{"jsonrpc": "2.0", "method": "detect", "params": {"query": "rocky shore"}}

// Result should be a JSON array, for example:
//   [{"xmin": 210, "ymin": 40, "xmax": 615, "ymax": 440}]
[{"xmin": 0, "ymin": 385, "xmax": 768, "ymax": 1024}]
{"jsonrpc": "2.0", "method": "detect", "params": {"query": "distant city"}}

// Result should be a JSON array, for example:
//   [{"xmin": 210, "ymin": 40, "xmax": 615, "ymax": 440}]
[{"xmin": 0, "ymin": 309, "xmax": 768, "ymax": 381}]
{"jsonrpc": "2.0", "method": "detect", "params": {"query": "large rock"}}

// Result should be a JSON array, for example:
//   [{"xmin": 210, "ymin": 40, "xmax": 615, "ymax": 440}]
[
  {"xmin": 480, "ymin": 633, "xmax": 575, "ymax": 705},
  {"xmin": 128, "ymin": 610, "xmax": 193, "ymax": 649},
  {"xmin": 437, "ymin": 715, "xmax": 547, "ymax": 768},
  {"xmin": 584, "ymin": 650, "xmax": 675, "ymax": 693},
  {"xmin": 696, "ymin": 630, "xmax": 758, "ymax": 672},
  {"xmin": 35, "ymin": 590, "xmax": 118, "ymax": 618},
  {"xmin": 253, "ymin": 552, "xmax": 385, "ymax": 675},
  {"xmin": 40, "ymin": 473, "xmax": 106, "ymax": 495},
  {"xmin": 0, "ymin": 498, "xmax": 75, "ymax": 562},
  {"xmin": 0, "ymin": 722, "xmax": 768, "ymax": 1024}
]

### WHAT YOU NEED TO DO
Pull out every line of the data above that contains the string "method".

### TASK RESPONSE
{"jsonrpc": "2.0", "method": "detect", "params": {"query": "rocky shore"}}
{"jsonrpc": "2.0", "method": "detect", "params": {"query": "distant city"}}
{"jsonrpc": "2.0", "method": "detect", "params": {"query": "large rock"}}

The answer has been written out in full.